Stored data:

····················

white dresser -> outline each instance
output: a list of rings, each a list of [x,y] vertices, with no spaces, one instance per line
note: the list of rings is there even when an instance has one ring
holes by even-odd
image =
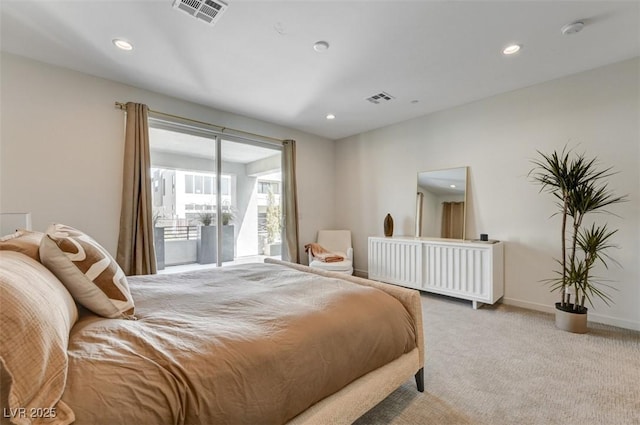
[[[369,237],[369,279],[493,304],[504,295],[504,244]]]

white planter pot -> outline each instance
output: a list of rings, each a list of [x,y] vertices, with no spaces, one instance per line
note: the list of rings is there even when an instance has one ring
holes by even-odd
[[[562,310],[560,303],[556,303],[556,328],[577,334],[587,333],[587,308],[583,313],[575,313]]]

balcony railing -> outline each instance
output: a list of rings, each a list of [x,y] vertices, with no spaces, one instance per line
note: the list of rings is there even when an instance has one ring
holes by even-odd
[[[198,226],[171,226],[164,227],[164,240],[196,240],[198,239]]]

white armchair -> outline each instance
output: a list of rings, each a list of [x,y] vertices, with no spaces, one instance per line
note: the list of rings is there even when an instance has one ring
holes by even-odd
[[[343,256],[344,260],[327,263],[316,259],[309,250],[309,267],[353,274],[353,247],[351,246],[350,230],[319,230],[316,242],[324,249]]]

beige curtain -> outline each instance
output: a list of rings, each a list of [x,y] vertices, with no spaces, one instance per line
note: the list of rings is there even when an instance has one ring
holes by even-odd
[[[442,203],[441,237],[452,239],[464,238],[464,202]]]
[[[116,261],[129,275],[155,274],[147,105],[127,103],[120,236]]]
[[[282,151],[283,244],[282,259],[299,263],[298,255],[298,195],[296,188],[296,142],[285,140]]]

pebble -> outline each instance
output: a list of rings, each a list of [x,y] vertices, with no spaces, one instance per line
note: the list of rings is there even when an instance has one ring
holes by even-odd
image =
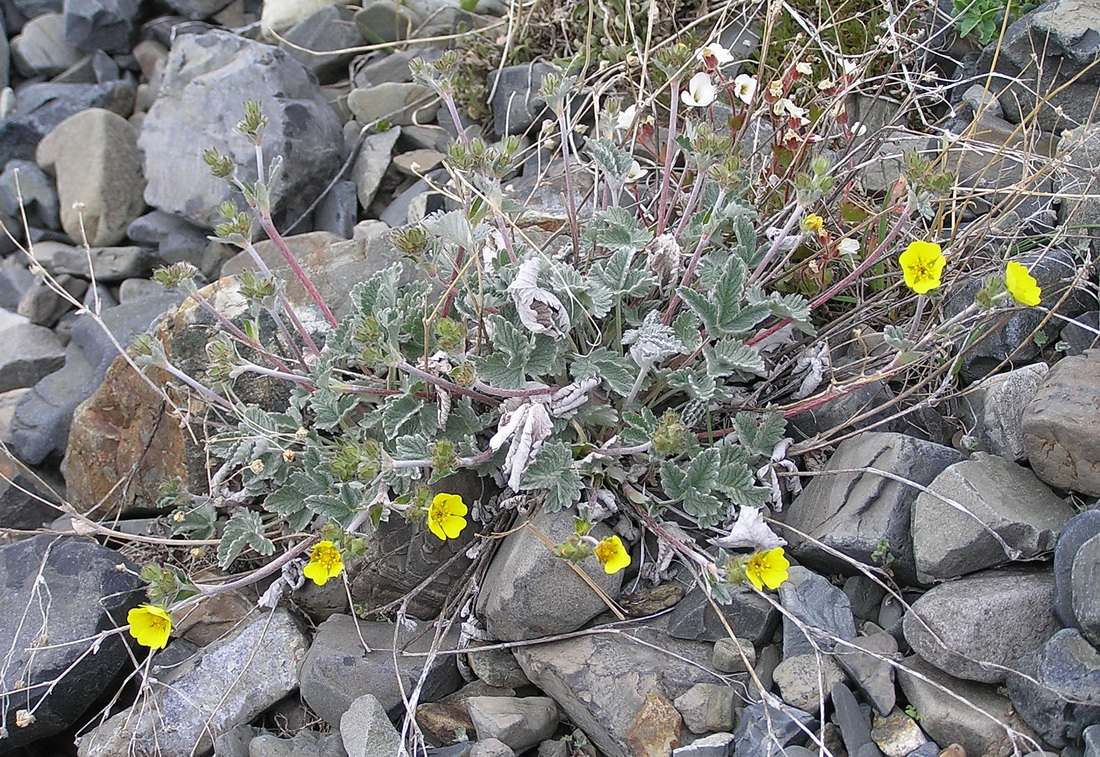
[[[478,739],[498,739],[516,752],[553,736],[560,719],[549,697],[470,697],[466,709]]]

····················

**PROBLEM STATEMENT:** Say again, word for word, every line from the one with "pebble -> outline each instance" through the last line of the data above, minus the pictures.

**RESULT BELOW:**
pebble -> outline each instance
output: a list of rings, each a list of [x,y] vertices, with no spaces, one instance per line
note: the list of rings is there even when an instance has one ring
holes by even-odd
image =
[[[478,739],[498,739],[516,752],[553,736],[560,719],[549,697],[470,697],[466,709]]]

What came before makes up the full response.